Records in a dataset
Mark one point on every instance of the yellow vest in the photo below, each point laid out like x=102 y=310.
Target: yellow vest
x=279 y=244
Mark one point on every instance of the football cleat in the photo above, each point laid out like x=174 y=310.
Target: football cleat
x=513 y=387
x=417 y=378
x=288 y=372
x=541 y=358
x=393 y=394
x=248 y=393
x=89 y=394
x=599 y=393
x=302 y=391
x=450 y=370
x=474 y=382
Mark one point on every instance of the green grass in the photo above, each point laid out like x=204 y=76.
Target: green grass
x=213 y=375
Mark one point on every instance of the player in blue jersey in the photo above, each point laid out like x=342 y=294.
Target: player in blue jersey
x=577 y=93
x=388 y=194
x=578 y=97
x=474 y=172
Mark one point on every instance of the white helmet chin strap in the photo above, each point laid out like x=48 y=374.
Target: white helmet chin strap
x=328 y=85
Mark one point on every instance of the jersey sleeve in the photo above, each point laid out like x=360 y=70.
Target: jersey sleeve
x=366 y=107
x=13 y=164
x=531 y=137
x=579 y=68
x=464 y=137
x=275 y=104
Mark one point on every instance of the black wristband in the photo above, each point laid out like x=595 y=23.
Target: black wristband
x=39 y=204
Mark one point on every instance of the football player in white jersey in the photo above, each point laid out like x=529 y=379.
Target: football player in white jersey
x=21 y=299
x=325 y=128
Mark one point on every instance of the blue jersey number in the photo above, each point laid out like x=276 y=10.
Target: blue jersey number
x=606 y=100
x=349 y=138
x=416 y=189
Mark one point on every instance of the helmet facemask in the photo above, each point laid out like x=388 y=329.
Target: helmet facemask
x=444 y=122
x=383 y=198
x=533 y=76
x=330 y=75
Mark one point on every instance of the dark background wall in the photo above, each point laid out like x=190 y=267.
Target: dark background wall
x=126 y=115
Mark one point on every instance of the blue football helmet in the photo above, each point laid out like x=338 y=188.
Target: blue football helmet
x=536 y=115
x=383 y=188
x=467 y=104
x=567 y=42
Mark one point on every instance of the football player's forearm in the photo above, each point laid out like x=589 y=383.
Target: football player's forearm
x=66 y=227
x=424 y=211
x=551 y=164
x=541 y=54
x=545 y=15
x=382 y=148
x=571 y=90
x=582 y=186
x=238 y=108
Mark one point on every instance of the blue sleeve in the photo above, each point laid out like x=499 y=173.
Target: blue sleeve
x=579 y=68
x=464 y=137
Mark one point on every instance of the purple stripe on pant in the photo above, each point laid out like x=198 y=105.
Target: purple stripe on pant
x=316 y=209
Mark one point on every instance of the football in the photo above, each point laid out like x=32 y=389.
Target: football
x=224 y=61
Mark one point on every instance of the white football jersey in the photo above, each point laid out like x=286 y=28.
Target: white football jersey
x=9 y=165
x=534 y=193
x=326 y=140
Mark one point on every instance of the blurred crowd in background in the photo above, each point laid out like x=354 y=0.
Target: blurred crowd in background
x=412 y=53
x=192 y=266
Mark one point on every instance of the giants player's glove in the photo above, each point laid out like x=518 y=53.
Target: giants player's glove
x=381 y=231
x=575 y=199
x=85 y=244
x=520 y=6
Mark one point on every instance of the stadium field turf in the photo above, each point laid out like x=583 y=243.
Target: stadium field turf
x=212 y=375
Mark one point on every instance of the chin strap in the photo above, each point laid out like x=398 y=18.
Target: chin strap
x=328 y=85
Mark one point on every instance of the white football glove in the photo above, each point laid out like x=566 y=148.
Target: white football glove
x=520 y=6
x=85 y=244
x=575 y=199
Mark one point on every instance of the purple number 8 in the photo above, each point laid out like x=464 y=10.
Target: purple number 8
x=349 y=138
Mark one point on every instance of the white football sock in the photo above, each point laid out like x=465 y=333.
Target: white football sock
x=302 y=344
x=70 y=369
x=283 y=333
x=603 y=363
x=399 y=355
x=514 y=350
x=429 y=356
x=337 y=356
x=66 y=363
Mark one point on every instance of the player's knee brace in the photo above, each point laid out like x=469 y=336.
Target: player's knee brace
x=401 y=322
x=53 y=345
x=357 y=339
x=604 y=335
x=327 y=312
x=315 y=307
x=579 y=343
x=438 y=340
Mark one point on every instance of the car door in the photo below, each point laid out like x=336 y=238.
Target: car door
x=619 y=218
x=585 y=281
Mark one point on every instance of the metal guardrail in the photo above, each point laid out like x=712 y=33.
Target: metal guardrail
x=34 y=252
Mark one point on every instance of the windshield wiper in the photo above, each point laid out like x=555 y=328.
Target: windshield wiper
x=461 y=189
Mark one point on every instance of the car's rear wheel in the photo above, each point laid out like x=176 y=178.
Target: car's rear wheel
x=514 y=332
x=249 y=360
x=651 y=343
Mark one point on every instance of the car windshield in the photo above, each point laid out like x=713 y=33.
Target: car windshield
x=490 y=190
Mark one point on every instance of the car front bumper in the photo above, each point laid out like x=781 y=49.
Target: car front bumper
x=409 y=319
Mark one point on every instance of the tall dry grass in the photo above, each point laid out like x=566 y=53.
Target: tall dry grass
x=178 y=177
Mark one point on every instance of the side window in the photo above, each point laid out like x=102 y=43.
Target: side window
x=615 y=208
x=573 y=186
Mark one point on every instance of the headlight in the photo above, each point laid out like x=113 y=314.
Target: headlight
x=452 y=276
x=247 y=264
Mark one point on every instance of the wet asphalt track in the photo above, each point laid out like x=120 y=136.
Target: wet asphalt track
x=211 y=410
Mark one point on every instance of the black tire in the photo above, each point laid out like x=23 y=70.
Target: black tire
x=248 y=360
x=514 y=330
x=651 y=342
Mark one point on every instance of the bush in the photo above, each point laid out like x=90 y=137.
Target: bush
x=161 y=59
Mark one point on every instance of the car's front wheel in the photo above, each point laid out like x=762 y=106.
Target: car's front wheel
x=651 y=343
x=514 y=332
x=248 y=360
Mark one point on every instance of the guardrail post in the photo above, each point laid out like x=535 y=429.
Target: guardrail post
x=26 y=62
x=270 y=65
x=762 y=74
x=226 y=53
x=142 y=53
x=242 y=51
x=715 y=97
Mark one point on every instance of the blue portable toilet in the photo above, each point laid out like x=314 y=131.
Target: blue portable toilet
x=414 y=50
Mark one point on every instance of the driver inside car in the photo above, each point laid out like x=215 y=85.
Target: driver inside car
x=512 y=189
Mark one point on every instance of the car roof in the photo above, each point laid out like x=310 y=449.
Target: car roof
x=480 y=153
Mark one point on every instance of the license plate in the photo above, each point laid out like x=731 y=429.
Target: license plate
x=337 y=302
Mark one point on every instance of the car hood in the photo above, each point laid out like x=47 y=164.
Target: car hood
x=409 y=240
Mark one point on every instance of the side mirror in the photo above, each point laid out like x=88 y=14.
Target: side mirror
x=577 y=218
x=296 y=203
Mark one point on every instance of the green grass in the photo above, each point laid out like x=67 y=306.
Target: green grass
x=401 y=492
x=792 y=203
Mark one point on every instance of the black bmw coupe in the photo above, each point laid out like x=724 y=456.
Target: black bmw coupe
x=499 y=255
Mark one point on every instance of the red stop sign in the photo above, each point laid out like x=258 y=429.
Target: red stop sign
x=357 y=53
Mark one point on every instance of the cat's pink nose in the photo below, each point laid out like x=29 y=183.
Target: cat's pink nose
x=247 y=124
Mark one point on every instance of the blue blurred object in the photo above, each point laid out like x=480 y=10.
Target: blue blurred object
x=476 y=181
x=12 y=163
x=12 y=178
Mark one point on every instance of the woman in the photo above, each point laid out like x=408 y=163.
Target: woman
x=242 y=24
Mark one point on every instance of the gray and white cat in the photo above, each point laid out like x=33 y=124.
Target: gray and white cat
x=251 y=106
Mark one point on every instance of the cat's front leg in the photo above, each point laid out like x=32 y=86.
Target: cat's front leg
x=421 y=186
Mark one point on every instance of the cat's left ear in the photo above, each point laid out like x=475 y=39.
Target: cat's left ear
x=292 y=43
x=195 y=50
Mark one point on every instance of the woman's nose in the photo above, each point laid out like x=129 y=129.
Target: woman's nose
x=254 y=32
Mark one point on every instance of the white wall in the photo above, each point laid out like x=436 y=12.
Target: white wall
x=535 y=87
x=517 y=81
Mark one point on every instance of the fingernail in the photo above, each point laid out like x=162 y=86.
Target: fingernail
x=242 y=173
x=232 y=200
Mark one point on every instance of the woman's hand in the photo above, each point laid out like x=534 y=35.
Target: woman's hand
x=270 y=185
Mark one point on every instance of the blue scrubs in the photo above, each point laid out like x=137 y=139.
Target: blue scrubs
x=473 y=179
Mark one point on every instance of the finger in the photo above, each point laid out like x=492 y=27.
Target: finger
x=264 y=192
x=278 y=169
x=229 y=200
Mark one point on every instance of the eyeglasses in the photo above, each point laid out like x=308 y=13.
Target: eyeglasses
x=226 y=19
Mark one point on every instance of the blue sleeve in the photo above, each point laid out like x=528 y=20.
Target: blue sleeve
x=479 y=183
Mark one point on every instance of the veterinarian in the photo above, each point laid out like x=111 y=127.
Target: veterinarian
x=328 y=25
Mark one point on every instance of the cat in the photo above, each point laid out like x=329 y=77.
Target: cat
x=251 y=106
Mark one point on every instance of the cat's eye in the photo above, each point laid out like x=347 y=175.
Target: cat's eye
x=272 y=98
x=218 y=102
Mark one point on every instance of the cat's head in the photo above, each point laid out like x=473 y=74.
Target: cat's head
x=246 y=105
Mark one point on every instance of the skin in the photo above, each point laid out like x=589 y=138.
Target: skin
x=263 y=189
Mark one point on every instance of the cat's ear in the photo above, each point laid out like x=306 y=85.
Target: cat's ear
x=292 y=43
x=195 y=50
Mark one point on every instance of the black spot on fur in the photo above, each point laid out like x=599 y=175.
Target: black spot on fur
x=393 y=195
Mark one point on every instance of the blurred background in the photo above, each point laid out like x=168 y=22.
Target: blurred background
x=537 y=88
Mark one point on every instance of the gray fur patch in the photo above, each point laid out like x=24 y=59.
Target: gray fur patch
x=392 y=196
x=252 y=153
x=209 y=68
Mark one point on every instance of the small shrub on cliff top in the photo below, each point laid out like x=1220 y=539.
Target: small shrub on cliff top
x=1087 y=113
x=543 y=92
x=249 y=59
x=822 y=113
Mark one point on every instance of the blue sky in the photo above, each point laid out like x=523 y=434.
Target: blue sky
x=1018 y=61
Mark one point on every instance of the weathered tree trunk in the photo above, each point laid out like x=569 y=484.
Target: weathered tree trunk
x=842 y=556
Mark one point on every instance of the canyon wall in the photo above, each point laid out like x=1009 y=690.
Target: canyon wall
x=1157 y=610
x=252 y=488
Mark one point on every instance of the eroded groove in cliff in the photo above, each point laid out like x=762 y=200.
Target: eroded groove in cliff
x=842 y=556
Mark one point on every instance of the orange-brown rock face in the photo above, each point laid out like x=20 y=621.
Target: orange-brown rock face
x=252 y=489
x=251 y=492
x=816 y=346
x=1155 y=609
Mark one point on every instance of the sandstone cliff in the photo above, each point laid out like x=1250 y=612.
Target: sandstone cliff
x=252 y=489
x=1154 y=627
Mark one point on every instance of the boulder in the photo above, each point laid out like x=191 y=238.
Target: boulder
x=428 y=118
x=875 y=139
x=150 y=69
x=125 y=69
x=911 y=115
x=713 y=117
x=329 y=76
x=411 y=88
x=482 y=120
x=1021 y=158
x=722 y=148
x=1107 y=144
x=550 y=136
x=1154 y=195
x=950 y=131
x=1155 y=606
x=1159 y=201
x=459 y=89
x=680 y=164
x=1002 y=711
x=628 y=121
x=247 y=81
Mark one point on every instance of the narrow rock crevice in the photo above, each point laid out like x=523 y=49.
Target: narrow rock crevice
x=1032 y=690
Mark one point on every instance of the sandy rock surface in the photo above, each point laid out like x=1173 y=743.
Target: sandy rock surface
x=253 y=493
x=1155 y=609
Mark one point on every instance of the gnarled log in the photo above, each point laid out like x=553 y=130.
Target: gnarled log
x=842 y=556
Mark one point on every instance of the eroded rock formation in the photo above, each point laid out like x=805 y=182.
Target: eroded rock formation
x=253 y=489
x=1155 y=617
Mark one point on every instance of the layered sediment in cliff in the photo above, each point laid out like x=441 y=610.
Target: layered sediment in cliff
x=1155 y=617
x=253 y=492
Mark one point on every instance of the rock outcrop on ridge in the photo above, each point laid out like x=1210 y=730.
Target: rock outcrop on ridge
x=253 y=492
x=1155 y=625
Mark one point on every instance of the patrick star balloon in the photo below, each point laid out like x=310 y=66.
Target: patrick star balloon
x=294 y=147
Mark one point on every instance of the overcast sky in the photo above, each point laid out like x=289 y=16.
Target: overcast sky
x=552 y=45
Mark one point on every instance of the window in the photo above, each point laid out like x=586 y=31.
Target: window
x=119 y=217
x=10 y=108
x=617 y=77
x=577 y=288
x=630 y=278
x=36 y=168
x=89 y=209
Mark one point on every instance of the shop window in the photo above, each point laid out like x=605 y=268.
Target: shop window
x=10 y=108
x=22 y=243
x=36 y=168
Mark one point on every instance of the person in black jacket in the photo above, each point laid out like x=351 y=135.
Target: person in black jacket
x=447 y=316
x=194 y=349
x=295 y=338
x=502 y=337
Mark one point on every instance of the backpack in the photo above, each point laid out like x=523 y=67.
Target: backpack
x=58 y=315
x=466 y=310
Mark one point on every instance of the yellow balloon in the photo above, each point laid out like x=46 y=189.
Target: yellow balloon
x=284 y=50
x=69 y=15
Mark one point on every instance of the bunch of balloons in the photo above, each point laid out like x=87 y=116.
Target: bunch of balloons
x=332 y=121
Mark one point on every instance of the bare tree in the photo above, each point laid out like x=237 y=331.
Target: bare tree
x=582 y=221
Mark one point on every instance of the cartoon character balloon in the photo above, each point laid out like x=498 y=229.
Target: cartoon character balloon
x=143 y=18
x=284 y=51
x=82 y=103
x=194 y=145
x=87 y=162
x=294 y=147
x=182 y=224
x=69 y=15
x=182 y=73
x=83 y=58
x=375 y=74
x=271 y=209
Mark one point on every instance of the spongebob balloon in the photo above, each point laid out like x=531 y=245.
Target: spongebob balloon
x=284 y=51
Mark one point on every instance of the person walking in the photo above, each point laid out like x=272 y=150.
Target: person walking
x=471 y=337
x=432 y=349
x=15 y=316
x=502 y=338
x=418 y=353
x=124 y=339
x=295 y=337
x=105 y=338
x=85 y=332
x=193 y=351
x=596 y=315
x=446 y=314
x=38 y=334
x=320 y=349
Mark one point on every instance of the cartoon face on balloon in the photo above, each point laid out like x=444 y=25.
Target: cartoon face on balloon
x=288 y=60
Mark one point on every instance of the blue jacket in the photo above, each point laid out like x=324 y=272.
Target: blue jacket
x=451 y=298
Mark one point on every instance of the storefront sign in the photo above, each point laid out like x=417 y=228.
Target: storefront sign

_WHAT IS BEING ASKED:_ Arrange the lines of the records above as a numbered list, running from the start of the records through the line containing "x=279 y=244". Leave out any blank lines.

_TASK OUTPUT:_
1. Mark one point on every instance of the yellow vest in the photo below, each point laid out like x=102 y=310.
2. Target: yellow vest
3. x=279 y=244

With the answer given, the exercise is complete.